### [Work to be completed]
Only the lines from the one containing "point: tree foliage" through the final line of the material below should be output, exactly as they stand.

### [Material shown]
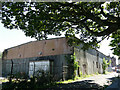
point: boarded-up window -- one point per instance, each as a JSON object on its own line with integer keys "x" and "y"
{"x": 43, "y": 65}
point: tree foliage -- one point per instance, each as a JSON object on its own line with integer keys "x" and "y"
{"x": 88, "y": 19}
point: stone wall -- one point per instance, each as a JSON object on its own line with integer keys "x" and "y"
{"x": 90, "y": 61}
{"x": 22, "y": 65}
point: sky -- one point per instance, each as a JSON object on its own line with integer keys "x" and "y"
{"x": 10, "y": 38}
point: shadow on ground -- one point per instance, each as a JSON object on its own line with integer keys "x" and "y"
{"x": 77, "y": 85}
{"x": 86, "y": 84}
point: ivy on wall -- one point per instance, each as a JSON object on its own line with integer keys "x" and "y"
{"x": 105, "y": 65}
{"x": 72, "y": 63}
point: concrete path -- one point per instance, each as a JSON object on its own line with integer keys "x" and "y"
{"x": 102, "y": 79}
{"x": 96, "y": 82}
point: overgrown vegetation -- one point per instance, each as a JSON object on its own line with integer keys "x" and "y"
{"x": 72, "y": 64}
{"x": 105, "y": 65}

### [Worked solution]
point: tree foliage -- one point per instance, each as a JSON object on its own line with integer keys "x" and "y"
{"x": 88, "y": 19}
point: stone wall -- one point per instance, each as a JSON object on its own line with integer keys "x" and "y"
{"x": 90, "y": 61}
{"x": 22, "y": 65}
point: sky -- one point per instance, each as a JSON object on its own line with integer keys "x" and "y"
{"x": 10, "y": 38}
point: shadow on ground -- one point per instance, each as a JSON object on its own line with integer keys "x" and "y"
{"x": 77, "y": 85}
{"x": 86, "y": 84}
point: ivy on wall -- one point per instance, each as a JSON object on its own line with integer keys "x" and "y"
{"x": 105, "y": 65}
{"x": 72, "y": 63}
point: concrete path -- one point per instance, each as a JSON object on its own line with integer keys "x" and "y"
{"x": 102, "y": 79}
{"x": 96, "y": 82}
point: overgrown vegetation -- one point per instance, each as a JSON object on its own line with integer keys "x" and "y"
{"x": 72, "y": 64}
{"x": 105, "y": 65}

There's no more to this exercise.